Would you please retype, exactly, the lines of the listing below between the line with "Target: wooden serving board" and the line with "column 373, row 240", inclusive?
== Provided entries ==
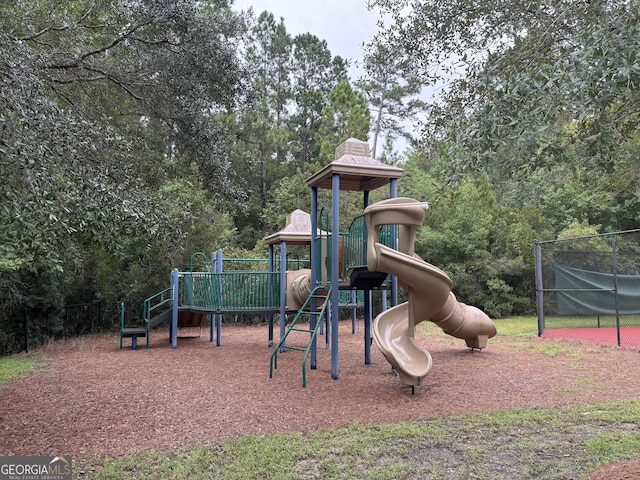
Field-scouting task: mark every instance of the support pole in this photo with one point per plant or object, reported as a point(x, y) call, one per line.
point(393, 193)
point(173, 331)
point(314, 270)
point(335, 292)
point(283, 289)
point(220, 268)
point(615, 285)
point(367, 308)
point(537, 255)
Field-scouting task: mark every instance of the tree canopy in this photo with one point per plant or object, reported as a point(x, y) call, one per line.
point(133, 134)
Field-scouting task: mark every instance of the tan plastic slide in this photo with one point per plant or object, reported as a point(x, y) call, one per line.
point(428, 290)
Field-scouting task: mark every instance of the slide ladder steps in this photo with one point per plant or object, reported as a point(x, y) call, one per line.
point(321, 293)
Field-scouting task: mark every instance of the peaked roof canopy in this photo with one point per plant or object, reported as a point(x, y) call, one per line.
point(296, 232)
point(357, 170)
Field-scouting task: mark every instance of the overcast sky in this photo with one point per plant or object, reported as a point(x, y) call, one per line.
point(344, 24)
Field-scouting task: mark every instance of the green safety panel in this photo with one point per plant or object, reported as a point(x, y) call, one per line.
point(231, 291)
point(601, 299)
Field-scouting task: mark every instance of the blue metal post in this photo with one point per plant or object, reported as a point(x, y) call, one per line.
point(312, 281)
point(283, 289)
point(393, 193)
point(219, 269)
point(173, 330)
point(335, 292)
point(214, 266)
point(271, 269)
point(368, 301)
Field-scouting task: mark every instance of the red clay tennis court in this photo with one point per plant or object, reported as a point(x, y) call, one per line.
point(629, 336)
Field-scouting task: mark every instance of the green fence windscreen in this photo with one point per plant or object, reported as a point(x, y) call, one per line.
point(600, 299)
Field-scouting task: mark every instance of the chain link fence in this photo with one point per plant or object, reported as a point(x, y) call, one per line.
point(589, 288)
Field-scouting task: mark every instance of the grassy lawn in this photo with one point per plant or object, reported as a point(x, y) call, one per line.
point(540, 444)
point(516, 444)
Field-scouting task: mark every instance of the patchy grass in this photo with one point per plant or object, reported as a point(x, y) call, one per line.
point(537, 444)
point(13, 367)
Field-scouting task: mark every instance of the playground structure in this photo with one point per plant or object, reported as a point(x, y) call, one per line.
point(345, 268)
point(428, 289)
===
== Provided entries ==
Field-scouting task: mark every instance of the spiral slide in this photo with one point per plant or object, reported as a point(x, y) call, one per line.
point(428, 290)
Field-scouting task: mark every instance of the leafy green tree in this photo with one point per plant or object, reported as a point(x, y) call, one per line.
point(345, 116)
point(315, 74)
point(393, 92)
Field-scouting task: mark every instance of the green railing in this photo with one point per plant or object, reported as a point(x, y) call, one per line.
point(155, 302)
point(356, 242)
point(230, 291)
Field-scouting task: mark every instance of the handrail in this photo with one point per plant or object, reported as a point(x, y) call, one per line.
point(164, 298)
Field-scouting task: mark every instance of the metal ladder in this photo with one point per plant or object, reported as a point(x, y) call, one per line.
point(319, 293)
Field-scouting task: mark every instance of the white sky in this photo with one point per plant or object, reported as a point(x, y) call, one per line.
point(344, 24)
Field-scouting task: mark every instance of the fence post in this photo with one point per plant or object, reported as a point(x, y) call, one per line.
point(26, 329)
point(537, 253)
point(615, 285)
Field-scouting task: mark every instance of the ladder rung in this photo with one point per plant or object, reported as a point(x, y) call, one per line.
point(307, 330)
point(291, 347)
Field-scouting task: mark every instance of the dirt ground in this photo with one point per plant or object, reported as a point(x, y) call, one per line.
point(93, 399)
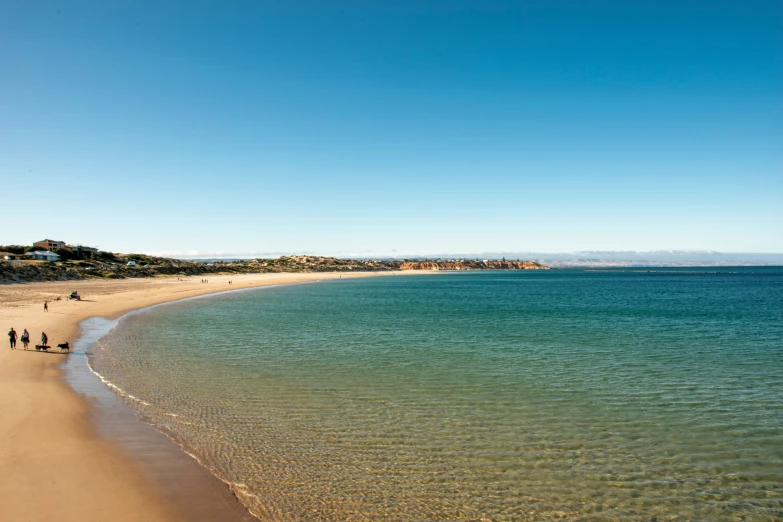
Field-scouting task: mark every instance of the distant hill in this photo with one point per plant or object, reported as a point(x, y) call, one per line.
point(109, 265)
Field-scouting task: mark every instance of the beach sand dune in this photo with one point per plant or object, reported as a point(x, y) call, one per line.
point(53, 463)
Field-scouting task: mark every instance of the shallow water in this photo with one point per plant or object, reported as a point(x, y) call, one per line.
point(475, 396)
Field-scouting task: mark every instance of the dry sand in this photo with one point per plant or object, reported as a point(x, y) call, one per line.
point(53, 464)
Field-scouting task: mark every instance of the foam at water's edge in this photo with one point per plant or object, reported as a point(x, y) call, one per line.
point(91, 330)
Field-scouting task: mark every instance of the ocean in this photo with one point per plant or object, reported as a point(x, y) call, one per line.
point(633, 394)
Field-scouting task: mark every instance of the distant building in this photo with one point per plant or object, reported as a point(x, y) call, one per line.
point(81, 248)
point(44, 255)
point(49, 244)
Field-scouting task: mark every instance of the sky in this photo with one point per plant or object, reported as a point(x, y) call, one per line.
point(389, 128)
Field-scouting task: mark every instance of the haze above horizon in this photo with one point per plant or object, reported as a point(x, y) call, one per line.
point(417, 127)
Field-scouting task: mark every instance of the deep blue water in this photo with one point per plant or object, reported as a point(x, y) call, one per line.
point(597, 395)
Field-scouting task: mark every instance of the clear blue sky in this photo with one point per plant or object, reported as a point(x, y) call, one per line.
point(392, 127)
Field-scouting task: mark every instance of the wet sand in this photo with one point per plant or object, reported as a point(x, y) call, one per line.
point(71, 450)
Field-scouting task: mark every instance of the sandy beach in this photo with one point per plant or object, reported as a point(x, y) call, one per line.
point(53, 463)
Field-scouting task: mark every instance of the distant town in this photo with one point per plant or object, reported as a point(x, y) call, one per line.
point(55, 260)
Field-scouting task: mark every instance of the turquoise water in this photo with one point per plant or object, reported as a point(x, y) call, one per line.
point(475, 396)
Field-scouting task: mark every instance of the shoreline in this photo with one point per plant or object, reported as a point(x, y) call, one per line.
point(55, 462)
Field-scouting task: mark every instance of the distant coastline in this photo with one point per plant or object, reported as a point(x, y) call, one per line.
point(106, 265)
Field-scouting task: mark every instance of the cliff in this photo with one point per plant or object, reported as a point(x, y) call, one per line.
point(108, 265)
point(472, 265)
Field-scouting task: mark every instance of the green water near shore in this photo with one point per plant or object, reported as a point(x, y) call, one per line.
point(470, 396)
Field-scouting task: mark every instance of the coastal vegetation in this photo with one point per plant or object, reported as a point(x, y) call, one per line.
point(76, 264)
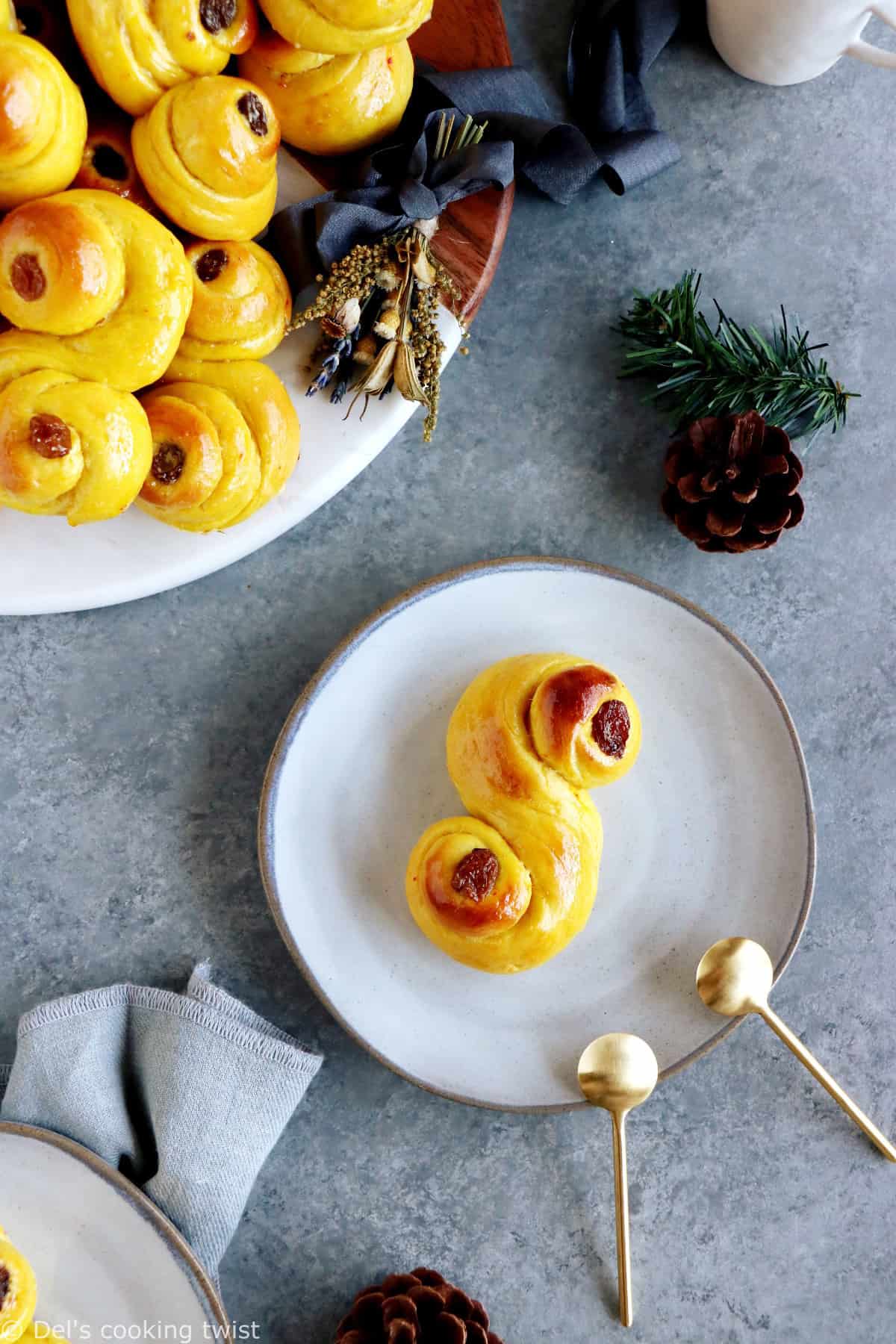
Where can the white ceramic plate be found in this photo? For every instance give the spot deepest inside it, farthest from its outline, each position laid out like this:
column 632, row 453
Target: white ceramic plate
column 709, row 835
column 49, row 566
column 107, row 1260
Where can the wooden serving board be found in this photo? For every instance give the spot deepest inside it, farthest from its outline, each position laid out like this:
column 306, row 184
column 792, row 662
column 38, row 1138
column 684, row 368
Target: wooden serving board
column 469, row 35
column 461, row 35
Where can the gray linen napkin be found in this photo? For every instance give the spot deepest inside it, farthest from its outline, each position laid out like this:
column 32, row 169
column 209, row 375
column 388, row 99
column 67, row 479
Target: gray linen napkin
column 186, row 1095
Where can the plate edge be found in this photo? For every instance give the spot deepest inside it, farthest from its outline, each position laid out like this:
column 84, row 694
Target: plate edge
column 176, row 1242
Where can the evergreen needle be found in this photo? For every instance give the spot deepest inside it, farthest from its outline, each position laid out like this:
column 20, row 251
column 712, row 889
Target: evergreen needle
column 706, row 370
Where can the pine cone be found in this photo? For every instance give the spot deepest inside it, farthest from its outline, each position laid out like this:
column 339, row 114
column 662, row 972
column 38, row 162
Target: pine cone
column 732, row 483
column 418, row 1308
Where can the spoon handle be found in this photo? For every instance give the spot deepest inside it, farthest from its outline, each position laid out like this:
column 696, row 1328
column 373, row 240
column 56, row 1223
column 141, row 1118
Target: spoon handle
===
> [Response below]:
Target: wooden serving board
column 469, row 35
column 461, row 35
Where can the gray linen napkin be found in this photo? For every instance give the spot deepest inside it, farthest from its outline, each position laid out like this:
column 32, row 169
column 209, row 375
column 388, row 99
column 67, row 479
Target: gray linen napkin
column 186, row 1095
Where can the plate edge be found in this photo? For every instance give the spot deepest inside it, farthest from its outline, each position laid out like this:
column 84, row 694
Target: plate edge
column 176, row 1242
Where can the evergreen needle be found in this photo? For every instance give the spot deepest inside it, farthest from its outline, each position laid out like this:
column 20, row 251
column 712, row 889
Target: evergreen needle
column 706, row 370
Where can the pine cone be found in this photo? For every instance give the spot deepest inside it, farthest from its outline, each position laid out like this:
column 339, row 114
column 662, row 972
column 38, row 162
Target: pine cone
column 732, row 483
column 418, row 1308
Where can the spoon handle be found in this photo? For every instance give the spot deepest inside it, farthest from its outline, each position laid out like this:
column 696, row 1328
column 373, row 240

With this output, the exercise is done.